Point annotation records:
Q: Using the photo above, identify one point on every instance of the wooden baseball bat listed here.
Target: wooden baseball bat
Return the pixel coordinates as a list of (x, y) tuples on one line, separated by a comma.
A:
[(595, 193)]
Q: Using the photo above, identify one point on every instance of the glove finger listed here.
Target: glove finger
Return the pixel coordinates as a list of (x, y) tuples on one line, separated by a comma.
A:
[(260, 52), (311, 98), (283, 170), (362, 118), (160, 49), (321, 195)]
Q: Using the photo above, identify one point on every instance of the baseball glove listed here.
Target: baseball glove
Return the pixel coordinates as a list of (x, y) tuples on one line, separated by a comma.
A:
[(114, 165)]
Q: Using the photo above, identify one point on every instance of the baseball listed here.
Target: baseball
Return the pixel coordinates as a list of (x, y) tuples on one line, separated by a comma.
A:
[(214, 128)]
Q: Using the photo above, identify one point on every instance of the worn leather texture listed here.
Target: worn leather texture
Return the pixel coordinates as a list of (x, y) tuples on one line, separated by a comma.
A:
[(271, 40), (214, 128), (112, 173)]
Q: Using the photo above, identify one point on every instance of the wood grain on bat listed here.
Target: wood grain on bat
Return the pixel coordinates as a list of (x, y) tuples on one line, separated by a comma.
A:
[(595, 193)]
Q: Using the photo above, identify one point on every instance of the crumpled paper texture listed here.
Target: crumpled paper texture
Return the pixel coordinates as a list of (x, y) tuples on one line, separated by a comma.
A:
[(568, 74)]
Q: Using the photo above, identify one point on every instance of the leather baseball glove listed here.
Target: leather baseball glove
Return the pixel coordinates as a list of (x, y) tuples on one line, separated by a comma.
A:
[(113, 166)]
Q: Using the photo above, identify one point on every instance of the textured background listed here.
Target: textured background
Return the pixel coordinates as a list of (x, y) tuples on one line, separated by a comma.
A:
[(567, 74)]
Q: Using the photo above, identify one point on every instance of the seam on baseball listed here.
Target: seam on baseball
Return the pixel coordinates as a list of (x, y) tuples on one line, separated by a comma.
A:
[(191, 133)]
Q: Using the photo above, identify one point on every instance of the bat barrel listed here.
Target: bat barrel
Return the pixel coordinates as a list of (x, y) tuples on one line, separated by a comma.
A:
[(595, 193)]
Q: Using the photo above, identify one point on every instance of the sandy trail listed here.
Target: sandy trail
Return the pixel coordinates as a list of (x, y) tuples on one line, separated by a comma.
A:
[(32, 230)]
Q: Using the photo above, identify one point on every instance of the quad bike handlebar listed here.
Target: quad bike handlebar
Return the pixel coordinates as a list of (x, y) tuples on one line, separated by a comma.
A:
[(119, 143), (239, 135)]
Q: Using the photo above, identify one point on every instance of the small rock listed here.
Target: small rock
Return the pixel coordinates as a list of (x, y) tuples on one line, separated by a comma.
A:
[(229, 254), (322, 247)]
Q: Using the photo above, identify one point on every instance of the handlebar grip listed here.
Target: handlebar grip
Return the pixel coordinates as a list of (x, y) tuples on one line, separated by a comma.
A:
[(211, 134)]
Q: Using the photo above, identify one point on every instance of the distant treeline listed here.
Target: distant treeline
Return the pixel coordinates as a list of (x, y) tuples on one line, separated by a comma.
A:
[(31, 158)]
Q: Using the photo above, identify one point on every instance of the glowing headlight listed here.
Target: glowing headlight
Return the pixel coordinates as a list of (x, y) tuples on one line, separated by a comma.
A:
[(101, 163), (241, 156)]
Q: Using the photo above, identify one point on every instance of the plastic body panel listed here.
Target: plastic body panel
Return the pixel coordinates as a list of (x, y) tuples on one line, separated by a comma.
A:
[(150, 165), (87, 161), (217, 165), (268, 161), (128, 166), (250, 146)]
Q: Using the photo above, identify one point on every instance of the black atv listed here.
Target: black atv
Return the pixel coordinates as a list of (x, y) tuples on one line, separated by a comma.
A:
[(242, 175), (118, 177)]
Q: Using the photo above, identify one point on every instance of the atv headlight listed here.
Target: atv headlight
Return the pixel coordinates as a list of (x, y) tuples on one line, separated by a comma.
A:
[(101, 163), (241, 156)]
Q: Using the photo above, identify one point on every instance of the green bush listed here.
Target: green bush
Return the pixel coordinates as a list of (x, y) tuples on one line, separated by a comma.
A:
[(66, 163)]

# Written exercise:
Copy out every entry above, line for line, with no changes.

# Result:
Q: Using the photo above, identify one point on every instance of the wooden baseball bat listed here.
Target: wooden baseball bat
Return the pixel coordinates as a list of (x, y) tuples on one line, separated by a comma.
A:
[(595, 193)]
Q: Using the photo above, identify one point on every instance of the glove finger listed here.
Target: glove finger
Return the pixel coordinates as a list of (x, y) tuples on one line, separated by a comma.
A:
[(260, 52), (311, 98), (283, 170), (362, 118), (160, 49), (321, 195)]
Q: Using the photo above, identify one point on every instance of the baseball glove listed here.
Target: baseball glove
Return the pixel coordinates as a list of (x, y) tuples on one line, separated by a comma.
A:
[(114, 165)]
Q: Using the photo above, identify one point on every instance of the baseball listed here.
Target: baseball
Return the pixel coordinates as a list of (x, y) tuples on one line, separated by a comma.
A:
[(214, 128)]
Q: Using the photo above, identify one point on every instance of the worn leather texture listed here.
Target: worn leather texture
Return the pixel coordinates as a list of (x, y) tuples on one line, separated by a comma.
A:
[(271, 40), (214, 128), (112, 173)]
Q: Using the photo above, identify one point on every instance of the wood grain on bat listed here.
Target: wood grain on bat
Return the pixel coordinates as a list of (x, y) tuples on one line, separated by a comma.
A:
[(595, 193)]
Q: Using the photo above, identify one point on every instance of the crumpled paper texture listed here.
Target: crumpled paper texture
Return the pixel coordinates as a list of (x, y) tuples on one line, separated by a comma.
A:
[(568, 74)]
Q: Using the photo above, identify one point on every instance of the leather baseball glove listed here.
Target: leather baseball glove
Return the pixel coordinates as a list of (x, y) tuples on one line, separated by a comma.
A:
[(113, 166)]
Q: Using the photo above, identify one point on every instance of the textured background listed here.
Target: textured background
Return the pixel coordinates as a list of (x, y) tuples on one line, separated by a comma.
A:
[(567, 74)]
Q: Using the photo above, identify one point on every instance of the seam on baseball listed here.
Target: seam on baseball
Return the pixel coordinates as a list of (x, y) tuples on one line, separated by a comma.
A:
[(191, 133)]
Q: Using the photo above, identify one point on every instance of the bat barrel listed here.
Target: bat barrel
Return the pixel coordinates as a list of (x, y) tuples on one line, separated by a comma.
A:
[(595, 193)]
Q: Using the photo above, identify one point on every instance of the sandy trail listed here.
Target: sandy trail
Return the pixel coordinates as a list of (x, y) tuples on one line, separated by a comma.
A:
[(32, 230)]
Q: Using the photo above, identify one point on every instance of the quad bike handlebar listed here.
Target: quad bike handlebar
Return the pixel coordinates as a list of (x, y) tuples on one line, separated by a comma.
A:
[(119, 143), (239, 135)]
Q: Using the photo above, identify one point on every instance of the small rock listed here.
Target: small rock
Return the pixel coordinates as a list of (x, y) tuples on one line, separated by a comma.
A:
[(229, 254), (322, 247)]
Q: Using the photo above, identify one point on every instance of the handlebar grip listed here.
Target: handlebar grip
Return the pixel coordinates as a list of (x, y) tuples on one line, separated by a comma.
A:
[(211, 134)]
Q: Using the photo above, identify one point on every instance of the distant treeline listed here.
Target: distant treeline
Return the pixel coordinates as a list of (x, y) tuples on one line, separated by a comma.
A:
[(31, 158)]
Q: Using the photo above, identify one point on every instance of the glowing headlight listed here.
Target: glowing headlight
Return the pixel coordinates as a list of (x, y) tuples on one line, separated by a comma.
A:
[(101, 163), (241, 156)]
Q: Using the photo above, identify one point on every instance of the plastic body panel listed here.
Target: plastic body panel
Return the pixel coordinates as a list of (x, y) tuples on one line, separated by a comma.
A:
[(150, 165), (87, 161), (217, 165), (268, 161), (128, 166), (250, 146)]
Q: Using the photo above, identify one point on every instance of the black atv listed here.
Target: black atv
Return the pixel coordinates as a list of (x, y) tuples on one line, separated by a comma.
A:
[(242, 175), (118, 177)]
Q: Using the photo above, identify one point on every instance of the atv headlight listed here.
Target: atv headlight
Return the pixel coordinates as a list of (x, y) tuples on one line, separated by a comma.
A:
[(101, 163), (241, 156)]
Q: Using the photo above, identify one point on every instance of the green bush listed here.
Target: green bush
Return the pixel coordinates as a list of (x, y) tuples on one line, separated by a comma.
A:
[(66, 163)]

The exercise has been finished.